# PROBLEM TO WORK ON:
In the lines below, change every "Trace every instance of" to "Draw a polygon around each" and keep everything else the same. Leave the pictures out of your answer.

[BEGIN DATA SUPPLIED]

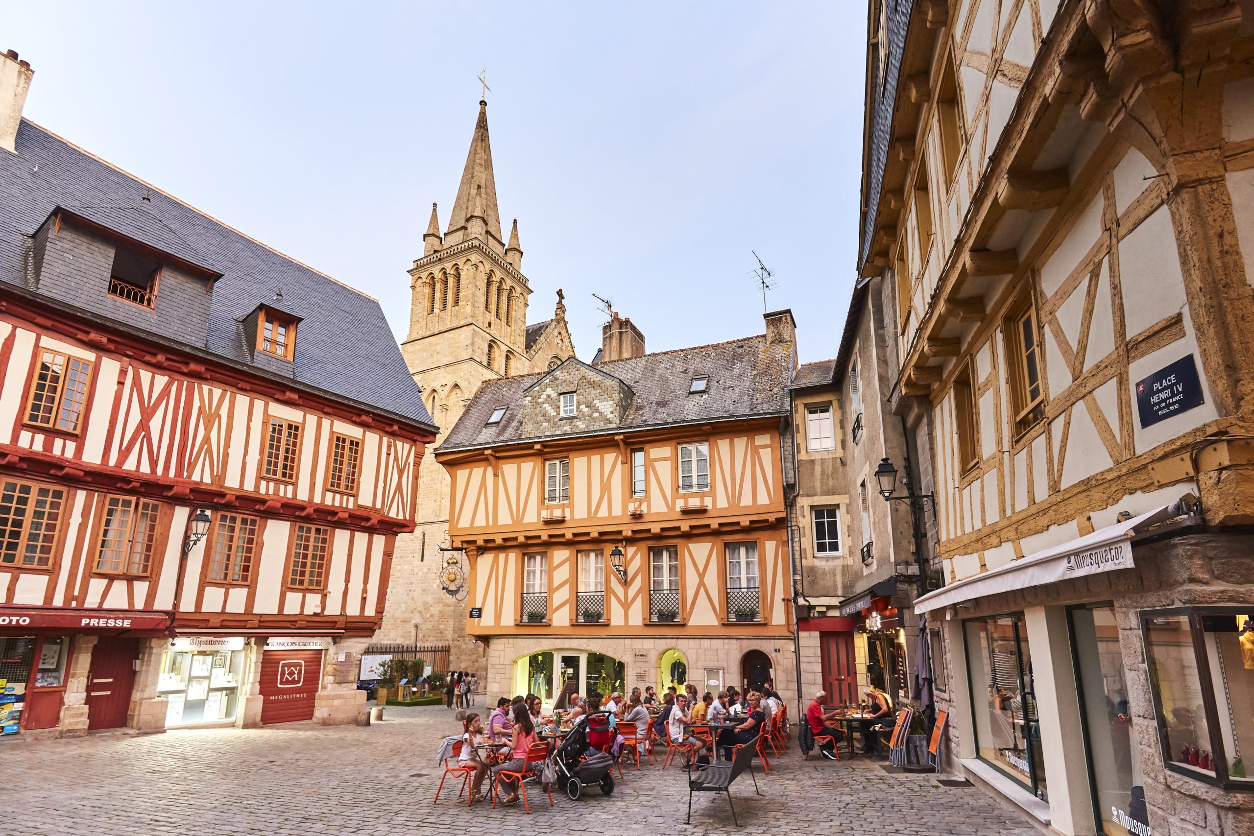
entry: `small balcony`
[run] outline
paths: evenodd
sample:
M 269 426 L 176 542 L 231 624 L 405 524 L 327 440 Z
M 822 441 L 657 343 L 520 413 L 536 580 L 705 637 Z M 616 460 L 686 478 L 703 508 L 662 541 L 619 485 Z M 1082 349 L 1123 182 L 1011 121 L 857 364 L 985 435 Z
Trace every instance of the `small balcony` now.
M 548 623 L 548 593 L 547 592 L 524 592 L 523 593 L 523 610 L 522 618 L 519 619 L 523 624 L 547 624 Z
M 680 620 L 680 590 L 650 589 L 648 620 L 652 624 L 672 624 Z
M 606 593 L 581 592 L 576 595 L 576 622 L 603 624 L 606 620 Z
M 727 589 L 727 620 L 760 622 L 761 597 L 757 587 L 737 587 Z

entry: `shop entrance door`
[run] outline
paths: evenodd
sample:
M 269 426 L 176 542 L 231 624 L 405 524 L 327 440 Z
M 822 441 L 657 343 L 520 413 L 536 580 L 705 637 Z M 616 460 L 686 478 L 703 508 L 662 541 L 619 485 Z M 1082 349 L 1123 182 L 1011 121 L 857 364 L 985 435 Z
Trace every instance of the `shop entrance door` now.
M 823 689 L 829 706 L 858 702 L 858 668 L 854 664 L 853 633 L 820 633 L 819 656 L 823 659 Z
M 138 657 L 139 639 L 102 635 L 97 640 L 87 674 L 88 731 L 127 724 Z

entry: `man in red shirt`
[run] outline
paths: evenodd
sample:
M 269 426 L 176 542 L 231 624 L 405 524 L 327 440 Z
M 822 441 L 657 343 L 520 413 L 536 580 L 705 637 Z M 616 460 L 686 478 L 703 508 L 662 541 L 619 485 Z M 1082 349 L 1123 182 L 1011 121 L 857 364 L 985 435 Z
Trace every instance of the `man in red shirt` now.
M 820 734 L 826 734 L 831 737 L 830 748 L 828 748 L 829 747 L 828 741 L 823 741 L 823 743 L 819 746 L 819 752 L 823 755 L 823 757 L 828 758 L 829 761 L 835 761 L 836 743 L 845 739 L 845 733 L 841 732 L 835 726 L 828 726 L 828 723 L 830 723 L 835 718 L 836 709 L 824 712 L 823 707 L 826 704 L 826 702 L 828 702 L 826 692 L 820 691 L 819 693 L 816 693 L 814 696 L 814 702 L 811 702 L 810 707 L 805 709 L 805 719 L 808 723 L 810 723 L 810 731 L 814 733 L 815 737 L 819 737 Z

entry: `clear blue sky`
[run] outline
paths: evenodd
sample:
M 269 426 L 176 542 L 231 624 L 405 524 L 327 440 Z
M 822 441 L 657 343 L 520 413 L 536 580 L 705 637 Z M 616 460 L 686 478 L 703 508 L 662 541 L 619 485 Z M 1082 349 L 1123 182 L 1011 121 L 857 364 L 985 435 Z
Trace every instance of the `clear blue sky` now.
M 16 4 L 25 115 L 379 298 L 398 337 L 431 202 L 448 221 L 487 63 L 502 226 L 530 320 L 566 290 L 651 351 L 762 332 L 775 271 L 803 361 L 853 286 L 865 14 L 821 3 Z

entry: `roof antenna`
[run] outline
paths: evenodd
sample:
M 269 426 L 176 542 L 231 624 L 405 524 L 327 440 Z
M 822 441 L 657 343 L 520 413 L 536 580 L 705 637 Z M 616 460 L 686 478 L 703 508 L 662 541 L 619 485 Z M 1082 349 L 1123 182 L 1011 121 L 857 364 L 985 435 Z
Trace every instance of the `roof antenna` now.
M 754 276 L 757 277 L 757 283 L 761 285 L 761 288 L 762 288 L 762 313 L 766 313 L 767 312 L 766 311 L 766 291 L 775 290 L 775 287 L 776 287 L 776 285 L 779 285 L 779 282 L 772 282 L 771 281 L 771 276 L 774 276 L 774 273 L 771 273 L 770 268 L 766 264 L 762 263 L 761 256 L 759 256 L 752 249 L 750 249 L 749 252 L 754 253 L 754 258 L 757 259 L 757 267 L 754 269 Z
M 614 318 L 614 303 L 613 302 L 611 302 L 609 300 L 607 300 L 604 296 L 597 296 L 596 293 L 592 295 L 592 298 L 597 300 L 598 302 L 601 302 L 602 305 L 606 306 L 604 310 L 606 310 L 606 316 L 608 318 L 611 318 L 611 320 Z M 601 308 L 597 308 L 597 310 L 599 311 Z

[END DATA SUPPLIED]

# REPLY TO THE TASK:
entry: `small balcony`
[run] outline
paths: evenodd
sample:
M 269 426 L 176 542 L 231 624 L 405 524 L 327 440 Z
M 822 441 L 657 343 L 520 413 L 536 580 L 705 637 Z M 616 460 L 686 478 L 703 508 L 662 541 L 619 485 Z M 1082 349 L 1123 182 L 1011 121 L 857 364 L 985 435 Z
Draw a polygon around each the `small balcony` now.
M 548 623 L 548 593 L 547 592 L 524 592 L 523 593 L 523 610 L 522 618 L 519 619 L 523 624 L 547 624 Z
M 680 620 L 680 590 L 650 589 L 648 620 L 652 624 L 672 624 Z
M 606 593 L 581 592 L 576 595 L 576 622 L 603 624 L 606 620 Z
M 727 589 L 727 620 L 760 622 L 761 597 L 757 587 L 737 587 Z

entry: `shop entrance door`
[run] outline
paths: evenodd
sample:
M 269 426 L 176 542 L 231 624 L 405 524 L 327 440 Z
M 822 441 L 657 343 L 520 413 L 536 580 L 705 637 Z M 616 460 L 686 478 L 703 508 L 662 541 L 619 485 Z M 1082 349 L 1123 182 L 1011 121 L 857 364 L 985 435 Z
Draw a polygon around each the `shop entrance door` now.
M 823 689 L 829 706 L 858 702 L 858 668 L 854 664 L 853 633 L 820 633 L 819 656 L 823 659 Z
M 138 657 L 139 639 L 102 635 L 97 640 L 87 674 L 88 731 L 127 724 Z

entry: `man in red shirt`
[run] outline
paths: evenodd
sample:
M 269 426 L 176 542 L 231 624 L 405 524 L 327 440 Z
M 822 441 L 657 343 L 520 413 L 536 580 L 705 637 Z M 616 460 L 686 478 L 703 508 L 662 541 L 619 485 Z M 1082 349 L 1123 182 L 1011 121 L 857 364 L 985 435 Z
Draw a polygon around each the `man in red shirt` now.
M 820 734 L 826 734 L 831 737 L 830 748 L 828 748 L 829 747 L 828 741 L 823 741 L 823 743 L 819 746 L 819 752 L 823 755 L 823 757 L 828 758 L 829 761 L 835 761 L 836 743 L 845 739 L 845 733 L 841 732 L 835 726 L 828 726 L 828 723 L 830 723 L 835 718 L 836 709 L 824 712 L 823 707 L 826 704 L 826 702 L 828 702 L 826 692 L 820 691 L 819 693 L 816 693 L 814 696 L 814 702 L 811 702 L 810 707 L 805 709 L 805 719 L 808 723 L 810 723 L 810 731 L 814 733 L 815 737 L 819 737 Z

entry: `clear blue sky`
[run] outline
paths: evenodd
sample:
M 269 426 L 176 542 L 231 624 L 405 524 L 327 440 Z
M 822 441 L 657 343 L 520 413 L 536 580 L 705 637 Z M 616 460 L 686 478 L 703 508 L 662 541 L 619 485 Z M 1082 349 L 1123 182 L 1011 121 L 857 364 L 985 435 Z
Draw a polygon around each the `clear blue sky` now.
M 16 4 L 25 115 L 379 298 L 398 337 L 431 202 L 448 221 L 487 63 L 502 226 L 530 320 L 566 290 L 651 351 L 762 332 L 775 271 L 803 361 L 853 286 L 865 14 L 821 3 Z

entry: `roof antenna`
[run] outline
paths: evenodd
sample:
M 269 426 L 176 542 L 231 624 L 405 524 L 327 440 Z
M 822 441 L 657 343 L 520 413 L 536 580 L 705 637 Z M 616 460 L 686 478 L 703 508 L 662 541 L 619 485 Z M 1082 349 L 1123 182 L 1011 121 L 857 364 L 985 435 Z
Draw a polygon around each the `roof antenna` now.
M 754 276 L 757 277 L 757 283 L 761 285 L 761 288 L 762 288 L 762 313 L 766 313 L 767 312 L 766 311 L 766 291 L 775 290 L 775 287 L 776 287 L 776 285 L 779 285 L 779 282 L 772 282 L 771 281 L 771 276 L 774 276 L 774 273 L 771 273 L 770 268 L 766 264 L 762 263 L 761 256 L 759 256 L 752 249 L 750 249 L 749 252 L 754 253 L 754 258 L 757 259 L 757 267 L 754 269 Z
M 614 318 L 614 303 L 613 302 L 611 302 L 609 300 L 607 300 L 604 296 L 597 296 L 596 293 L 592 295 L 592 298 L 597 300 L 598 302 L 601 302 L 602 305 L 606 306 L 604 310 L 606 310 L 606 316 L 608 318 L 611 318 L 611 320 Z M 601 308 L 597 308 L 597 310 L 599 311 Z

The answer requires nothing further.